* [WHAT THIS TASK INVOLVES]: Copy out the lines of the listing below from the line with "the blue circular" up to and including the line with "[[278, 718]]", leaving out the pictures.

MATERIAL SHOWN start

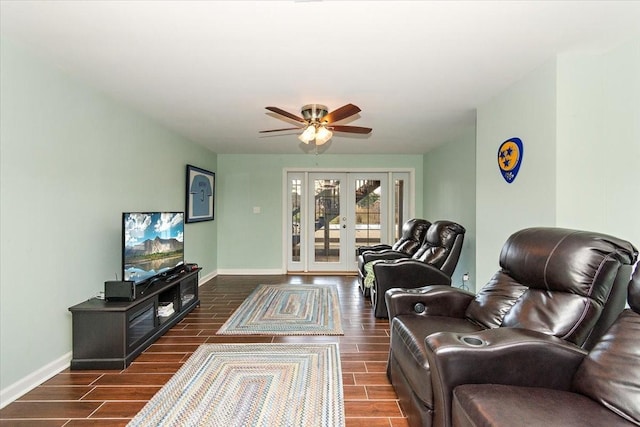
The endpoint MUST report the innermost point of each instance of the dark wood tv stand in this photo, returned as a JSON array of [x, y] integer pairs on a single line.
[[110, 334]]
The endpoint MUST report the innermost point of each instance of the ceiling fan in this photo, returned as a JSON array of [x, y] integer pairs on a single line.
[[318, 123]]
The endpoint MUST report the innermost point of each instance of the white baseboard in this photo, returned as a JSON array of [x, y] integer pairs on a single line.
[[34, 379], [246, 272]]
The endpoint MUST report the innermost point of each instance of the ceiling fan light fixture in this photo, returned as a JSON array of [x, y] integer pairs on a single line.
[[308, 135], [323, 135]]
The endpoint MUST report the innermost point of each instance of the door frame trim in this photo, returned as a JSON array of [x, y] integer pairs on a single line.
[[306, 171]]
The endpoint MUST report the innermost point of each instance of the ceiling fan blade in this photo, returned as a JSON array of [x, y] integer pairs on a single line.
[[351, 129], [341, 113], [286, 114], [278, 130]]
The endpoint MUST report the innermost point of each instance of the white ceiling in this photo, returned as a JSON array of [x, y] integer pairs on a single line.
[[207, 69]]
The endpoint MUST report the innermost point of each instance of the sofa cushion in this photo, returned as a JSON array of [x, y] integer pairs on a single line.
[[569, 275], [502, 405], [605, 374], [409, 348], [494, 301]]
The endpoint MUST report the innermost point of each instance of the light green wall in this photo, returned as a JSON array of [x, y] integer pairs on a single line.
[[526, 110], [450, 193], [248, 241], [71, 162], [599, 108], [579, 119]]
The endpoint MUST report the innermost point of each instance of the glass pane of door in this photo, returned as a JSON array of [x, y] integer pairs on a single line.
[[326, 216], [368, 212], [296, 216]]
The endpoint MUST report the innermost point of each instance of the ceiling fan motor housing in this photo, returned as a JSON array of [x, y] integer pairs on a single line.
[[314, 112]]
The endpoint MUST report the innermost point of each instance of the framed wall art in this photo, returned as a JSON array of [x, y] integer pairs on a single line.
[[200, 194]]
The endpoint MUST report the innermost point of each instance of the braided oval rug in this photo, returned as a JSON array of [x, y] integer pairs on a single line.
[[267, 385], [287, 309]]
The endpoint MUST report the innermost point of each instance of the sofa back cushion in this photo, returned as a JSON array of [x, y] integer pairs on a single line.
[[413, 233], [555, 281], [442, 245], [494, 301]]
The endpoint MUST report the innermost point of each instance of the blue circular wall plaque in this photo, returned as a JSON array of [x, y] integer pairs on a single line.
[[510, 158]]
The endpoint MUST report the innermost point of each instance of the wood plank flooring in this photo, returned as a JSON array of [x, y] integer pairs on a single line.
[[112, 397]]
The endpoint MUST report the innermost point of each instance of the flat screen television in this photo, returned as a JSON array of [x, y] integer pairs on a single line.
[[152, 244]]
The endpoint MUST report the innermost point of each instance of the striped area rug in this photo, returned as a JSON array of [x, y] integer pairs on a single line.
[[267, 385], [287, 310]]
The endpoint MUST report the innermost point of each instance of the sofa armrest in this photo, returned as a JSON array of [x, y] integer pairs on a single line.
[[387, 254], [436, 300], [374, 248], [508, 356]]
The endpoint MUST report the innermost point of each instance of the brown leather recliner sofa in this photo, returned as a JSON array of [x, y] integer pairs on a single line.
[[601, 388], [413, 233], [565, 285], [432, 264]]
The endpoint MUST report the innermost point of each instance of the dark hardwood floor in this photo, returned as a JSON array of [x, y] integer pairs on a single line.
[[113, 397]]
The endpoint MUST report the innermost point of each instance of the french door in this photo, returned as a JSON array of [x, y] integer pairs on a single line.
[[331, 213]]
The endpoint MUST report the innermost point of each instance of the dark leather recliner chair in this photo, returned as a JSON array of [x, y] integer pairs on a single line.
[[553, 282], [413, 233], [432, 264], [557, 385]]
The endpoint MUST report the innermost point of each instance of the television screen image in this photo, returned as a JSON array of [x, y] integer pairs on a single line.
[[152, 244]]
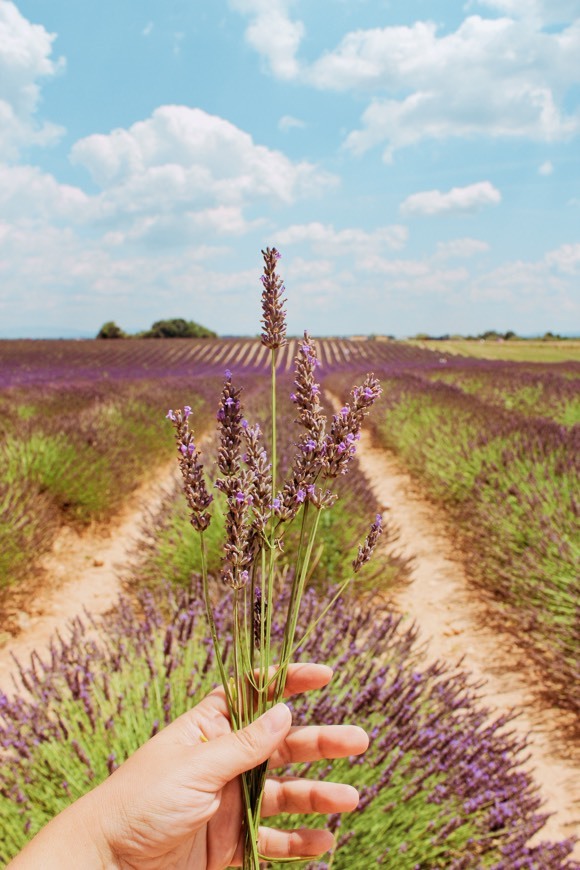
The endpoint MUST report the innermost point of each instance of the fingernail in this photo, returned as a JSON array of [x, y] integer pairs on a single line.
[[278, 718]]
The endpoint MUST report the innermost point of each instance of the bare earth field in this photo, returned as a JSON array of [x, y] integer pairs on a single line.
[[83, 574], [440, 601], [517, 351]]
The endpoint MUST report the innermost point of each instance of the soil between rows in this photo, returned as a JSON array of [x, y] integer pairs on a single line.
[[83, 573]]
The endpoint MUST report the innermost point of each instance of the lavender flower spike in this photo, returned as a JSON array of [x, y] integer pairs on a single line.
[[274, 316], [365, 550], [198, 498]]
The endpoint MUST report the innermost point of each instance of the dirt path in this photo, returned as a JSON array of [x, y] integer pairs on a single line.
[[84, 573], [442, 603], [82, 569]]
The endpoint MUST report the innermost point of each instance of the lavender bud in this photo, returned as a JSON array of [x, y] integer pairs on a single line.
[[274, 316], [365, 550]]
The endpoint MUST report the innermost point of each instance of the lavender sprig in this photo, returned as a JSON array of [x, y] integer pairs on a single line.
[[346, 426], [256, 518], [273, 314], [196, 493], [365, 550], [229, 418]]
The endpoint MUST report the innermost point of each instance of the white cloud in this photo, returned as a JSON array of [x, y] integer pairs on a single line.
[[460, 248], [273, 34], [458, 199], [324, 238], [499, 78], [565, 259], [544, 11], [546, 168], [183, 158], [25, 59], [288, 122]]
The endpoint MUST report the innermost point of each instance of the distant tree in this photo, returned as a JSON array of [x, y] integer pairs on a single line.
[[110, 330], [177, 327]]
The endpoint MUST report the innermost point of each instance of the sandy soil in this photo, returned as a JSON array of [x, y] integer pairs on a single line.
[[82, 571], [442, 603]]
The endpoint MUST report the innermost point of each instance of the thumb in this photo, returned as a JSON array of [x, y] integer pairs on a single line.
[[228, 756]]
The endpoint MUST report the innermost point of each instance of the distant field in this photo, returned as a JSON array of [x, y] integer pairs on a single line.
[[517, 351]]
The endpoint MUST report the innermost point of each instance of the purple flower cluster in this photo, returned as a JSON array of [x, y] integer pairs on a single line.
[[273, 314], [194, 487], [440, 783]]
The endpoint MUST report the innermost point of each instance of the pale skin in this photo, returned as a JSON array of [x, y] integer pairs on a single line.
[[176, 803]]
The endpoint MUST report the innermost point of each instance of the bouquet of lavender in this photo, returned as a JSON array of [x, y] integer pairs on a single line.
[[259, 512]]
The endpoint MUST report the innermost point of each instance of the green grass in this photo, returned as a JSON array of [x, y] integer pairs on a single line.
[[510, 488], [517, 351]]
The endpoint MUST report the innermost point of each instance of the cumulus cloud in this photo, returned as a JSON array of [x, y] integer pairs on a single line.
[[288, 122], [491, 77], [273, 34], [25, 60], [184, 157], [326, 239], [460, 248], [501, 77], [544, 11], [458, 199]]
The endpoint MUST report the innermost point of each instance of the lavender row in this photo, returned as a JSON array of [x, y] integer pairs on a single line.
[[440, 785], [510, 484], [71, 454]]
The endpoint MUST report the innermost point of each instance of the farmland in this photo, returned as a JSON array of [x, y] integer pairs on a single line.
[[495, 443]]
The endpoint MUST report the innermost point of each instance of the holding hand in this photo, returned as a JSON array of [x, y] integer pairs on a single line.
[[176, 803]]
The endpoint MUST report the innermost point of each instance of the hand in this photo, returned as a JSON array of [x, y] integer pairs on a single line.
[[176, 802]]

MATERIAL SHOWN end
MATERIAL SHOWN start

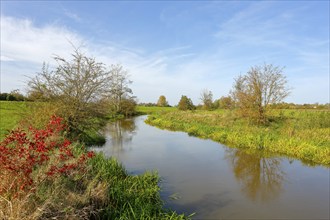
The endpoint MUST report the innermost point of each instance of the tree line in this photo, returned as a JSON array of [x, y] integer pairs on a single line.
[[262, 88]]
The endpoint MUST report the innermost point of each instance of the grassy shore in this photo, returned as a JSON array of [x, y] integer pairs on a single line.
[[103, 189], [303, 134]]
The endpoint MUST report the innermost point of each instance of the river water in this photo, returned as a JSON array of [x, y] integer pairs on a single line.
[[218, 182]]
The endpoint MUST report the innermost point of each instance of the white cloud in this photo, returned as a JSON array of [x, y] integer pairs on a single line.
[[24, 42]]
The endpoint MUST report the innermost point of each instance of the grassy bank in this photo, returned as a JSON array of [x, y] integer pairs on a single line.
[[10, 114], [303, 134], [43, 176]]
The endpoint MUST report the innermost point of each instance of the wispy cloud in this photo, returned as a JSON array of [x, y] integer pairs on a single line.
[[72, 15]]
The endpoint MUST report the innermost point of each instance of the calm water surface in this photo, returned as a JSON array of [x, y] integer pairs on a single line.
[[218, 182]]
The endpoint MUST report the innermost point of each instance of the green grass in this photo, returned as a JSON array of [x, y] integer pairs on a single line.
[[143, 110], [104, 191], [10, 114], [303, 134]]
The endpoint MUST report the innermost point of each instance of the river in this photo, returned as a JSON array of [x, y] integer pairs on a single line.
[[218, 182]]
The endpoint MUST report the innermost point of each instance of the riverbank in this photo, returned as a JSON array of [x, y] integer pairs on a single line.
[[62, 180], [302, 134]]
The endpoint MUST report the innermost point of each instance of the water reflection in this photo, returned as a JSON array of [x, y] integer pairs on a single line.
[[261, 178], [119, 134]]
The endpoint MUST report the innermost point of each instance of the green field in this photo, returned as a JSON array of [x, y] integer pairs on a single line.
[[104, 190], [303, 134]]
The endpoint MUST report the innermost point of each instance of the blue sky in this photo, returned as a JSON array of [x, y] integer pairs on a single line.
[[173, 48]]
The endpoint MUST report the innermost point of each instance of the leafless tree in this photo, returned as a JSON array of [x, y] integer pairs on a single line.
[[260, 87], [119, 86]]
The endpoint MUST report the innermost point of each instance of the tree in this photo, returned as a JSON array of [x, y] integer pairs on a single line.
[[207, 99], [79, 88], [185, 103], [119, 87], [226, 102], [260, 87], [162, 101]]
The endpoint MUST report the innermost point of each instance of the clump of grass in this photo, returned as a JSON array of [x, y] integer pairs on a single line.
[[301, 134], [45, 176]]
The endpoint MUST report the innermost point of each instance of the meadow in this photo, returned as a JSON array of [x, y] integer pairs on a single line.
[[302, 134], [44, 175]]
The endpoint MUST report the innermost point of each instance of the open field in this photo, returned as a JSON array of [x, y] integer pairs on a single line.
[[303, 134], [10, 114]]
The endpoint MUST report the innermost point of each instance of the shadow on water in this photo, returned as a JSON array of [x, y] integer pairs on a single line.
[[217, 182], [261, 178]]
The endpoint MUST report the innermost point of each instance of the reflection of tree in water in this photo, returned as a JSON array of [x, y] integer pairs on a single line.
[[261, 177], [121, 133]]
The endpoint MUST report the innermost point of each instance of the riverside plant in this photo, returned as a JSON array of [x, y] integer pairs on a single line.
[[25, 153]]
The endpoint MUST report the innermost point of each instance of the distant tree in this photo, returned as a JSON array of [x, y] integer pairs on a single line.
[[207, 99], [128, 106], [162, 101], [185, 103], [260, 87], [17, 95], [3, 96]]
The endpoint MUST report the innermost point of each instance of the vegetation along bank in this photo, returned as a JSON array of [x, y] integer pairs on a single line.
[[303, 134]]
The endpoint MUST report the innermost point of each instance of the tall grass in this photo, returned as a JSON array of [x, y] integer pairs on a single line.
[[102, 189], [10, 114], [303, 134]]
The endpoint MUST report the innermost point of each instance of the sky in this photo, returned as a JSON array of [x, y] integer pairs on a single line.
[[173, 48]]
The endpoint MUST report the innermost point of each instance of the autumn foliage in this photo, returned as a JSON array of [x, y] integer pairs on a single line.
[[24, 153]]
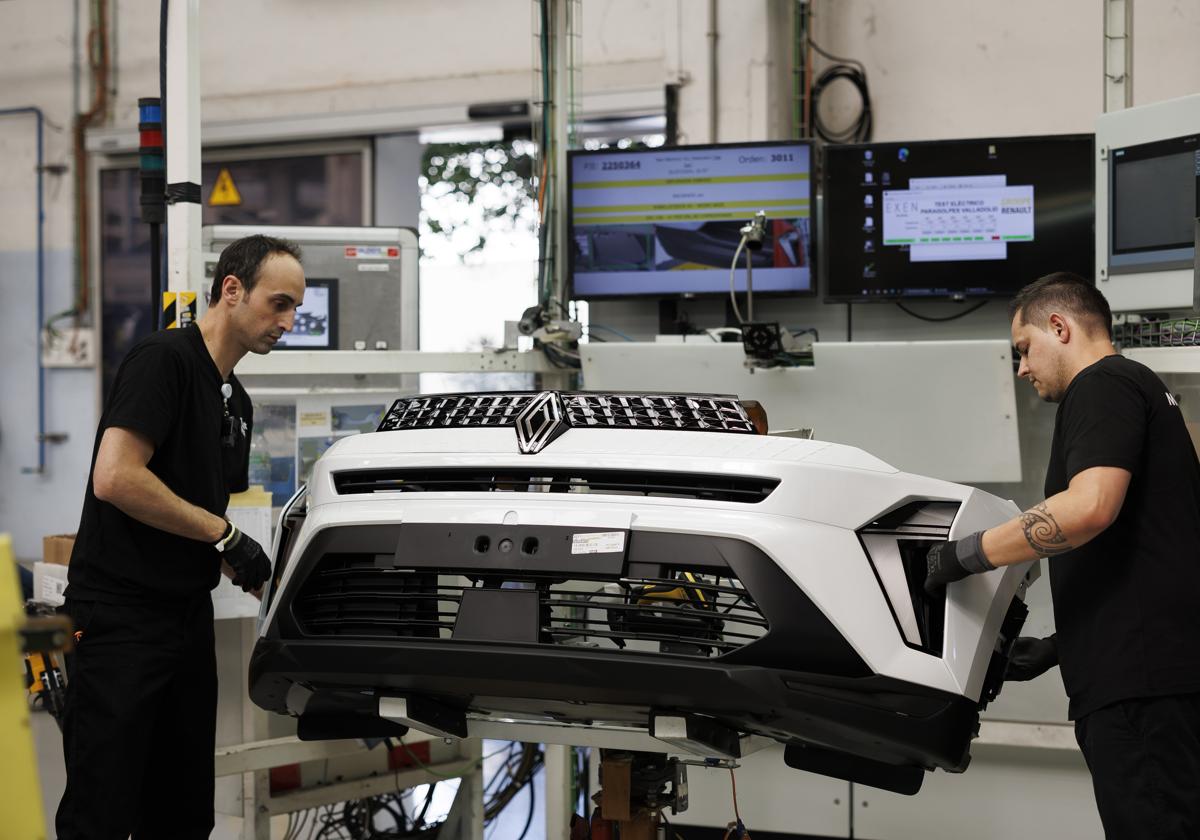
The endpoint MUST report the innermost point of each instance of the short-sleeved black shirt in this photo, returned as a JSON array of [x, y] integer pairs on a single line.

MATERIAL SHOWN end

* [TASK ANSWER]:
The endpoint MUST report the innermost point of each instance of the blue circular wall plaque in this photo, returned as a JSON array of [x, y] integer pairs on a single line.
[[510, 158]]
The endpoint MUST report the innermost point of each instance of the wood plank flooring in this photo, returned as a JSON array of [x, y] integer pairs on a single line.
[[112, 397]]
The endpoint MUST report the innermost point of each instance of the flat screen television in this photo, returned as a JSON array of [x, y] integer pairs on a single line.
[[152, 244]]
The endpoint MUST report the innermost point of each instance of the striped area rug in this photo, returned as a JSON array of [x, y] integer pairs on a single line.
[[267, 385], [287, 310]]
The endpoint MUST report the innermost point of each instance of the sofa armrest in this photo, returned as a JSON array of [x, y] integer pairs on a single line.
[[387, 254], [436, 300], [374, 248], [508, 356]]
The endpoint MUST report the innermost point of each instance of the brown leather recliner sofa in this photo, returned as a JSON array of [x, y] integer pairs on a single line.
[[601, 388], [413, 233], [565, 285], [432, 264]]
The endpoint MUST report the innermost point of each instance of the dark hardwood floor in this photo, returned as a JSON array of [x, y] integer pairs on a single line.
[[113, 397]]
The endpoint MUST report the innermost point of each instance of the french door in this photo, returned as a JSON array of [x, y] integer pairs on a single line.
[[331, 213]]
The endpoint MUST report the innermost point of each instance of the dark leather recliner chair in this photo, returned as a JSON array of [x, y] integer pairs on a single line.
[[553, 282], [413, 233], [432, 264], [557, 385]]
The endpoint MUST report the innermost point of each instance of the television screen image in this photo, returned as a JSON array of [x, y] integer pairs on a single line.
[[152, 244]]
The endpoint MUST report the innermost point of each instance of the fingernail in this photo, returned as a JSON array of [x, y] integer pairs on a single line.
[[278, 718]]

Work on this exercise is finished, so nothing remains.